### TEXT EXTRACT
>> Begin

Purzel Video GmbH v. Does 1-99, No. 13 C 2501, Slip Op. (N.D. Ill. Aug. 16, 2013) (Gottschall, J.).
Judge Gottschall denied various Doe defendants’ motions to quash third party subpoenas to their respective internet service providers (ISPs) as well as motions to sever and dismiss individual Does from this action. This is a BitTorrent case in which the Does are accused of being part of a “swarm” that downloads a copyright file, in this case the motion picture “Trade of Innocents.” Of particular interest, the Court held as follows:
- The Court avoided a district split in whether Doe defendants have standing to quash a third-party ISP subpoena, holding that plaintiff Purzel Video was entitled to the information sought in the subpoenas and that the Doe defendants were not unduly burdened by the third-party subpoenas. The fact that the customer associated with the identified IP address may not be the actual infringer was not a basis for quashing the subpoenas.

>> End

### DIRECTIVE
According to the case summary, which motion picture is the copyrighted file that the Does are accused of downloading?

### DATASET
>> Begin

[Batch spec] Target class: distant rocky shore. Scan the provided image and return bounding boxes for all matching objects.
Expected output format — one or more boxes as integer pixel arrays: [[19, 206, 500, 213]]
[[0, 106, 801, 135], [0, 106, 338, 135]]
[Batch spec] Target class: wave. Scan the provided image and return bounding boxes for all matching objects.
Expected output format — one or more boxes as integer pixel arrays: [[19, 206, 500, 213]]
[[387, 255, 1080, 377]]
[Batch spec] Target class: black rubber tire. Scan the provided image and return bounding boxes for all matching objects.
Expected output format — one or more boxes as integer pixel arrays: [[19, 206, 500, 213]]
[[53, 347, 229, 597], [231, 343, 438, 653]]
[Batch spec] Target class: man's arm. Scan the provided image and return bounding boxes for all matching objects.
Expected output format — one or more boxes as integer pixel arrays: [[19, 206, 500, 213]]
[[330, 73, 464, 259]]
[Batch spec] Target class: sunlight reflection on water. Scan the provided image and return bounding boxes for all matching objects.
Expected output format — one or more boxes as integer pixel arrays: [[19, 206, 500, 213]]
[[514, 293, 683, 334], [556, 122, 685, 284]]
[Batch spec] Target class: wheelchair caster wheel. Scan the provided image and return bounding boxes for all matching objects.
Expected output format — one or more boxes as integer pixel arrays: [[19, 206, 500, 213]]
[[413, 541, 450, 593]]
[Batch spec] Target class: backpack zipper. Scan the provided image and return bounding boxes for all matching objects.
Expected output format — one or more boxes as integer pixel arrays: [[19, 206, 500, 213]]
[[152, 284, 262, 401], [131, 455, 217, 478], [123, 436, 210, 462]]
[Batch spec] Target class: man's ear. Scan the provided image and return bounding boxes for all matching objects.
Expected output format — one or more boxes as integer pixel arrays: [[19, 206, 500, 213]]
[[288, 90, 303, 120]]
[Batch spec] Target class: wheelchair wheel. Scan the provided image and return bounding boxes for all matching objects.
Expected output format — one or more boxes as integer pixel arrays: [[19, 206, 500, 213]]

>> End

### CORRECT ANSWER
"Trade of Innocents."